Locate the string "Point" in the records below. Copy every line where it occurs.

## THE INPUT:
⟨

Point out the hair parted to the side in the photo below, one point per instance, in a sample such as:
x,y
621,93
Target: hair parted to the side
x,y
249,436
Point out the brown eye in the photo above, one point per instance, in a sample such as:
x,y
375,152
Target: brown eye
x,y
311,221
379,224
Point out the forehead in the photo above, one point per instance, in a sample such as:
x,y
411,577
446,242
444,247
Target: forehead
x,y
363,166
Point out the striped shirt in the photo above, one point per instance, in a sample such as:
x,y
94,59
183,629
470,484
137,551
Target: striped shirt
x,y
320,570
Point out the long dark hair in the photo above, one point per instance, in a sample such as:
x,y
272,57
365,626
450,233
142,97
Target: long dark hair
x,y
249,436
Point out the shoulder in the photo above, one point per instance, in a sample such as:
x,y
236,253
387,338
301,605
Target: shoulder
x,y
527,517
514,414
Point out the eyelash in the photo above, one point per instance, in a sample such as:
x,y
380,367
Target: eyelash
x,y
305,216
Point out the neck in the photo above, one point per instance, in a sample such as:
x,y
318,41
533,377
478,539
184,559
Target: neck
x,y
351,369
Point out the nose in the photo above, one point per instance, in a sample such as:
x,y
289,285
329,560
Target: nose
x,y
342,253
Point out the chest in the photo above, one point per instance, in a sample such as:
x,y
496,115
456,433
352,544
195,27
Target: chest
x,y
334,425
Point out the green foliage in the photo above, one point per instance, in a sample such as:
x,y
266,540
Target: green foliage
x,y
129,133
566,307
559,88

⟩

## YOUR SOLUTION:
Point out the hair parted to the side in the photo below, one point per instance, in a sample such as:
Point out the brown eye in the photo above, one point per instance, in a sample such as:
Point out the forehead in the photo above, one point per instance, in a sample such as:
Point out the striped shirt in the photo above, one point per instance, in a sample such as:
Point out the long dark hair in the photo above, one point per instance, in a sample such as:
Point out the shoulder in the photo above, one point per instance, in a sample such as:
Point out the eyelash in the photo above, one point per instance, in a sample such as:
Point out the neck in the photo above, one point per instance, in a sample such as:
Point out the nose in the photo above, one point per instance, in a sample such as:
Point out the chest in the photo above, one point per instance, in a sample such as:
Point out the green foliage in the photo above, one point per instance, in a sample such as:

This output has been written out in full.